> _WRITTEN INSTRUCTION_: Output all entries verbatim. Skip pictures.

> _LISTED ENTRIES_:
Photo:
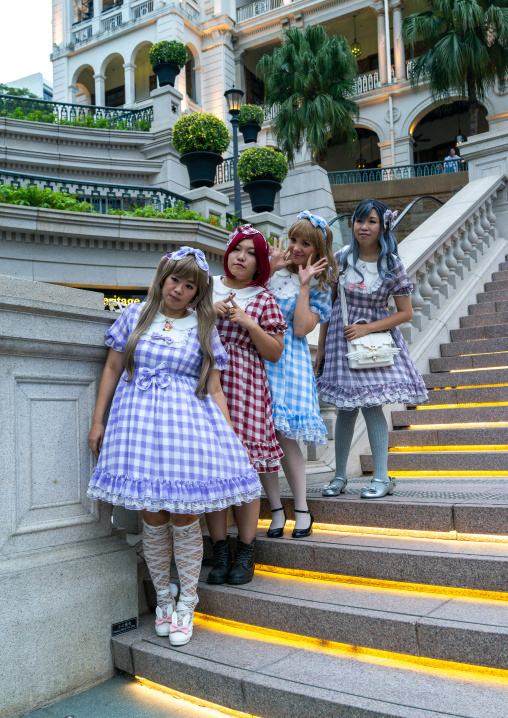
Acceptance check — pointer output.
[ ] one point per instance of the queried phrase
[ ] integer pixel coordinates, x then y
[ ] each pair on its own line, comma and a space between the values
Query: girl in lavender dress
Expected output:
169, 449
370, 271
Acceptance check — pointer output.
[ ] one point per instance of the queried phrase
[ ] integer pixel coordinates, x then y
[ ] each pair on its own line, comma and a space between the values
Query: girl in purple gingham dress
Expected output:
370, 272
169, 449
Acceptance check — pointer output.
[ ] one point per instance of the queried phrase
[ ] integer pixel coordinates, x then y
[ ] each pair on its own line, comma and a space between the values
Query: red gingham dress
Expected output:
244, 378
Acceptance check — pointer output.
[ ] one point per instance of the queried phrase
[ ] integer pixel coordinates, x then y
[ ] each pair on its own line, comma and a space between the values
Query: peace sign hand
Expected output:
306, 274
279, 257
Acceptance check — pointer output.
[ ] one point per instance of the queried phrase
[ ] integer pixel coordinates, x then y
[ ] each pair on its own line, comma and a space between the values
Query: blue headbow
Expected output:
198, 255
314, 219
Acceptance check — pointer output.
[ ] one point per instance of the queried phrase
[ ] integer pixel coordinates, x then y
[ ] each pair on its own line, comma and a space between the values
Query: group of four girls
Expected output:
212, 386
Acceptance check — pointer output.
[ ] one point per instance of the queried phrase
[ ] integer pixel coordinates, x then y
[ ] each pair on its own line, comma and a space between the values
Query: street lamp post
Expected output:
234, 100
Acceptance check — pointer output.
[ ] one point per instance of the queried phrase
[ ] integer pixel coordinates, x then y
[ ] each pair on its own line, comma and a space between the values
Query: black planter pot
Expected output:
166, 73
201, 166
262, 194
250, 132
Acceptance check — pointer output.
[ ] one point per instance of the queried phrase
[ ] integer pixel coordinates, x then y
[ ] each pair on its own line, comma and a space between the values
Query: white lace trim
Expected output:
243, 297
178, 336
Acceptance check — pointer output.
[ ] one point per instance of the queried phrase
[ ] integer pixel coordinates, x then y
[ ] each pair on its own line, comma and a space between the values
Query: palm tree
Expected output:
467, 54
310, 82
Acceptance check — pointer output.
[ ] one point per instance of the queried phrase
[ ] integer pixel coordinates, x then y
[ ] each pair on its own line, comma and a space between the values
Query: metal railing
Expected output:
63, 112
257, 8
103, 196
381, 174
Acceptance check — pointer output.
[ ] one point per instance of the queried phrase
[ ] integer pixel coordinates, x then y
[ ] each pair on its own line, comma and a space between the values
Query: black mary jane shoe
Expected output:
277, 533
300, 533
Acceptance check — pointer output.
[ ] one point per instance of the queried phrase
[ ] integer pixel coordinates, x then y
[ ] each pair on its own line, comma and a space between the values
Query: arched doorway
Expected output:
115, 82
438, 130
144, 77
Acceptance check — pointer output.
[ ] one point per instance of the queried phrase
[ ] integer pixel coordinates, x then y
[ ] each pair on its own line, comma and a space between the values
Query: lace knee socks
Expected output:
157, 546
188, 545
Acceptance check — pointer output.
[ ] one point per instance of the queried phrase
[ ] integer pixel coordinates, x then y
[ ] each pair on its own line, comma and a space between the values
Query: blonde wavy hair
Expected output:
186, 268
304, 229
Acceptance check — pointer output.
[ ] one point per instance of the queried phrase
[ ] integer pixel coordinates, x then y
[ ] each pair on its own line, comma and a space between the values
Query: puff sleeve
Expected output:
119, 332
220, 355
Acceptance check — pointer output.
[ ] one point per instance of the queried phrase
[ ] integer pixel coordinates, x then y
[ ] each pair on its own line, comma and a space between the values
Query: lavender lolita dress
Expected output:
164, 448
349, 389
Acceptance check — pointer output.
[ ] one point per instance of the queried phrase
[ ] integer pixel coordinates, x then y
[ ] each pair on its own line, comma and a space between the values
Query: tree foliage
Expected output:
310, 82
467, 54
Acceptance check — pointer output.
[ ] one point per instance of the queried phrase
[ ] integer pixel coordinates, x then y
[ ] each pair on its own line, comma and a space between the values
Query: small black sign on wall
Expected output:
123, 626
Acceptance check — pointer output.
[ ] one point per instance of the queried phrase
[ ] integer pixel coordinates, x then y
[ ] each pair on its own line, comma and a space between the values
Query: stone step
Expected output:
496, 286
471, 361
478, 377
466, 415
436, 461
479, 333
463, 436
488, 307
500, 295
460, 511
250, 672
485, 346
482, 320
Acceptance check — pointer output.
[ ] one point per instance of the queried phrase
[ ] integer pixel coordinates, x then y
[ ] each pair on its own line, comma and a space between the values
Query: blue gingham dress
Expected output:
351, 388
164, 448
292, 385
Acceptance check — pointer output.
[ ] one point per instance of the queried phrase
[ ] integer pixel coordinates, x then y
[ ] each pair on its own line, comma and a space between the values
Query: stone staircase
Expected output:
464, 427
391, 608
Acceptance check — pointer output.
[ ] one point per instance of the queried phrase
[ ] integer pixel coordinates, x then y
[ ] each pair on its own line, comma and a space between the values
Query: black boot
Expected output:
242, 569
221, 562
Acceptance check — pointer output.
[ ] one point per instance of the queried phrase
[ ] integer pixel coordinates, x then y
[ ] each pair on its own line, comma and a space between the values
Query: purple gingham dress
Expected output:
351, 388
164, 448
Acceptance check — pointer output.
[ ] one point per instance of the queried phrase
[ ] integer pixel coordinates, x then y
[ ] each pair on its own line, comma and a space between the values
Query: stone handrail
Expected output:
441, 253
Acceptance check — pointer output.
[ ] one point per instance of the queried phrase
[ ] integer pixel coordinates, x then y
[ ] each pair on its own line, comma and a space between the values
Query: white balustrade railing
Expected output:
110, 23
257, 8
447, 249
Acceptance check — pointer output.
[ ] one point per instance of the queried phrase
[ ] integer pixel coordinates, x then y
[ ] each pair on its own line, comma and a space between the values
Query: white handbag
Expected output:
374, 350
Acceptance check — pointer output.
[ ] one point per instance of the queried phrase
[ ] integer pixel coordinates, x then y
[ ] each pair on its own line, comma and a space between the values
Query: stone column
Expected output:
130, 88
398, 44
100, 89
381, 46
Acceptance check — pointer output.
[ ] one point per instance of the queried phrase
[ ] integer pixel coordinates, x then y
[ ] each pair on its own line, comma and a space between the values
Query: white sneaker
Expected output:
182, 623
163, 615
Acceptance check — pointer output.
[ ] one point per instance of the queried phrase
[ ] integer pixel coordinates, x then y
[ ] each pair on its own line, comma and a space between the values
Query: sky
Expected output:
25, 39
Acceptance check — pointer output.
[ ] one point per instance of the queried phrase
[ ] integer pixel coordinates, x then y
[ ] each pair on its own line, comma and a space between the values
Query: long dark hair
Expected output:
386, 239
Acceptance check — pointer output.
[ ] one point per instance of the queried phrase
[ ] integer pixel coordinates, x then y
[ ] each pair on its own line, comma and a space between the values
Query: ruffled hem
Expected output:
180, 496
374, 395
308, 428
177, 507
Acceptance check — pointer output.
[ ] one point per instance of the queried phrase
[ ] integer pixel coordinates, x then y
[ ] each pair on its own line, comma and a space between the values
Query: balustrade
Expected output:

> _FULL OUTPUT_:
Photo:
Acceptance check — pointer output.
[ ] one point per instance of the queried phrase
[ ] integer pixel coordinates, x then y
[ ] each pair on its own line, comma and a space between the values
Query: girl in lavender dress
Expected output:
169, 449
370, 271
Acceptance check — pointer output.
[ ] one point per instance of the queried phrase
[ ] integer pixel coordinates, x then y
[ ] each pair on its own line, comma and a space between the values
Query: girl in purple gingham dress
Expected output:
370, 272
169, 449
Acceptance check — pointer output.
[ ] one point per instance of the queried phrase
[ ] integer pixel coordinates, x then y
[ ] each pair on its own line, comma and a space between the values
Query: red gingham dress
Expected output:
244, 378
Acceptance check — pointer output.
[ ] one point per instance of the queried phrase
[ ] integer pixel coordinates, x then y
[ ] each pair on its own line, comma and a space between the values
Query: peace sign hand
Expected output:
306, 274
279, 257
Acceptance check — pointer output.
[ ] one point per instance of the queried phrase
[ ] integer pixel coordinates, x then y
[ ] each pair on its own line, comma and a space between the values
Query: blue headbow
Expected output:
198, 255
314, 219
Acceptance check — pointer output.
[ ] one point per instance of the queried phrase
[ ] integer pixel coordinates, x then y
[ ] each pair on its own line, comma and a space between the values
Query: group of four girls
Expected output:
212, 386
Acceptance check — pointer output.
[ ] one point per instance of the queried phrase
[ ] integer pixel coordinates, x then y
[ ] each pair on its own line, comma and a space between the values
Query: street lamp post
Expected output:
234, 100
Acceptance check — pointer output.
[ ] one point per instance of the queried phrase
[ ] integer pixel coordinates, x then y
[ ] each pair on its own line, comma and a space between the values
Query: black planter pot
Expected output:
166, 73
201, 166
262, 194
250, 132
Acceptance check — pointer output.
[ ] one point per instance of the queried phrase
[ ] integer pixel coordinates, x then y
[ ] each pair on its own line, comma and a space between the values
Query: white lace trim
Expected output:
243, 297
178, 336
Acceptance check — pointer output.
[ ] one point per instance of the queried phrase
[ ] integer pixel coordinates, x then y
[ ] each pair on its own line, comma and a space between the values
Query: palm tree
Expected output:
467, 54
310, 82
Acceptance check — pointer output.
[ ] one point per instance of the queried phrase
[ ] integer pixel coordinates, x then y
[ ] each pair on its own line, comma and a space between the values
Query: metal railing
Expected output:
63, 112
257, 8
103, 196
381, 174
Acceptance check — pointer output.
[ ] one point per instance of the queried phrase
[ ] integer pixel coordinates, x then y
[ ] each pair on its own line, comma and a space between the values
Query: black mary jane shoe
Expected output:
277, 533
300, 533
Acceptance check — pointer output.
[ ] one point per instance of the queried phrase
[ ] integer pixel coordinates, x then y
[ ] each pair on its own line, comma and a space between the values
Query: arched doorway
Expected output:
115, 82
438, 130
144, 77
Acceptance check — pointer output.
[ ] one point per instance of the queried phrase
[ ] integer pixel coordinates, x then y
[ ] each pair on its own line, comma and a space between the values
Query: lace knee socks
Expected output:
157, 546
188, 545
Acceptance check — pointer output.
[ ] one point per instance of the queried phrase
[ ] integer pixel coordinates, x then y
[ ] each pair on its own line, comma and a space between the values
Query: blonde wavy hair
Expected output:
186, 268
304, 229
Acceptance check — pointer output.
[ ] one point per instance of the queried phrase
[ ] integer pixel coordinates, x then y
[ ] each pair on its own line, comma and a space between the values
Query: puff sleeve
Expected output:
119, 332
220, 355
Acceptance check — pointer output.
[ ] one point per instance of the queried phrase
[ ] integer pixel coordinates, x then y
[ ] each pair on its own line, comma and a space between the values
Query: lavender lolita dress
Expected output:
164, 448
349, 389
Acceptance check — pointer output.
[ ] one point per instance of the queried phrase
[ ] integer pixel coordinates, x then y
[ ] each pair on its own line, comma and a space between the values
Query: tree foliage
Expected output:
310, 82
467, 54
Acceptance check — pointer output.
[ ] one point per instance of the queried phrase
[ ] integer pixel coordinates, x then y
[ ] each pair on its own line, comma and a space between the values
Query: small black sign on wall
Expected output:
123, 626
Acceptance check — pointer output.
[ ] one point per instance of the queried phrase
[ ] integer pixel coordinates, x then y
[ ] each pair on its own line, comma and a space between the values
Query: stone step
Expected output:
496, 286
471, 361
478, 377
466, 415
436, 461
479, 333
463, 436
488, 307
500, 295
460, 511
250, 672
485, 346
482, 320
Acceptance check — pointer output.
[ ] one point per instance of the queried phrase
[ ] integer pixel coordinates, x then y
[ ] each pair on its own line, comma and a space between the values
Query: blue gingham dress
Expected output:
351, 388
164, 448
292, 385
Acceptance check — pointer output.
[ ] one point per instance of the queried phrase
[ ] integer pixel coordinates, x then y
[ ] each pair on its own line, comma and a space between the values
Query: stone staircase
Expected output:
464, 427
391, 608
Acceptance check — pointer output.
[ ] one point per instance of the queried phrase
[ ] integer pixel coordinates, x then y
[ ] each pair on its own line, comma and a space between the values
Query: black boot
Expected output:
242, 569
221, 562
Acceptance check — pointer output.
[ ] one point per instance of the queried phrase
[ ] integer pixel coordinates, x then y
[ ] each pair on its own line, comma and a space between the values
Query: purple gingham dress
Expected output:
351, 388
164, 448
Acceptance check — pointer output.
[ ] one point per instance of the queried phrase
[ ] integer pixel coordinates, x then y
[ ] each pair on its own line, comma and a space between the values
Query: stone handrail
Expected output:
441, 253
Acceptance check — pointer output.
[ ] one point per instance of the queried phrase
[ ] integer pixel coordinates, x then y
[ ] each pair on its own line, comma and a space between the values
Query: white balustrade railing
Expected output:
110, 23
257, 8
447, 249
Acceptance check — pointer output.
[ ] one point per instance of the queried phrase
[ ] integer pixel coordinates, x then y
[ ] each pair on its own line, comma and a space between the values
Query: white handbag
Expected output:
374, 350
Acceptance check — pointer output.
[ ] one point per instance of the queried phrase
[ ] integer pixel coordinates, x then y
[ ] each pair on its own line, comma and a space between the values
Query: stone column
Expected output:
130, 88
398, 44
100, 89
381, 46
Acceptance check — pointer output.
[ ] one point per instance of the queried phrase
[ ] integer pixel coordinates, x then y
[ ] each pair on its own line, comma and a space between the values
Query: white sneaker
Expected output:
182, 623
163, 615
Acceptance check — pointer output.
[ ] one point per instance of the queried phrase
[ ] integer pixel coordinates, x then y
[ ] each pair on its own line, comma and a space between the values
Query: sky
Expected output:
25, 39
Acceptance check — pointer output.
[ ] one point per instance of the queried phrase
[ ] integer pixel coordinates, x then y
[ ] each pair on its own line, comma and a space between the values
Query: long dark hair
Expected output:
386, 239
Acceptance check — pointer output.
[ ] one point per instance of the queried phrase
[ ] integer pixel coordinates, x then y
[ ] each pair on its own line, comma and a space between the values
Query: ruffled hem
Expected output:
180, 496
374, 395
308, 428
177, 507
Acceptance check — pointer output.
[ ] one point per instance of the queried phrase
[ ] integer pixel coordinates, x then y
[ ] each pair on its own line, comma and a space between the values
Query: balustrade
Expected output:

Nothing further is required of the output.